Live well this winter


Stay well this winter and get prepared by taking advantage of the free NHS flu vaccination.

NHS England and Public Health England (PHE) have launched their winter campaign to encourage pregnant women, parents and caregivers of children aged 2-7, those with long-term health conditions such as asthma or heart disease, and people over 65 and their carers to take simple, easy-to-achieve action that may avoid admission to hospital during the winter months by getting the free flu jab.



PHE says that getting the flu vaccine is one of the first things you can do to help you stay well. The flu virus strikes in winter and it can be far more serious than you think. Flu can lead to complications such as bronchitis and pneumonia, and even death.



The flu vaccine is free if you live in England and are in any of the following at-risk groups: 

Aged 65 years and over


Pregnant women  - pregnancy increases the risk of becoming seriously ill as your immune system is weakened and can cause serious complications for you and your baby. The flu jab is the safest way to help protect you and your baby and can be administered at any stage of pregnancy.


Have a long-term health condition - such as chronic heart disease or heart failure; kidney disease; liver disease; diabetes; severe asthma, COPD and other respiratory diseases; neurological disease; a weakened immune system due to HIV, AIDS or cancer treatment; or asplenia or dysfunction of the spleen. 


Children - pre-school children aged two, three and four need to see their GP. Children in school years 1, 2 and 3 in primary school will receive the vaccine at school in most areas.


Carers - those who care for an elderly or disabled person, or a family member whose welfare may be at risk if you are ill with flu.


Other tips for staying well this winter range from keeping your home warm, stock up on winter supplies so that you don’t need to go out if the weather is icy, and seek advice from a pharmacist at the first sign of illness.

——

*Task brief*
Set down the stretch of the winter flu vaccination text from "Carers - those" through "sign of illness." word for word.

*Data block*
——

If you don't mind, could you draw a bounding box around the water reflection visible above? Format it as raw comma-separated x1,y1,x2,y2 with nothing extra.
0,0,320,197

——

*Answer space*
Carers - those who care for an elderly or disabled person, or a family member whose welfare may be at risk if you are ill with flu.


Other tips for staying well this winter range from keeping your home warm, stock up on winter supplies so that you don’t need to go out if the weather is icy, and seek advice from a pharmacist at the first sign of illness.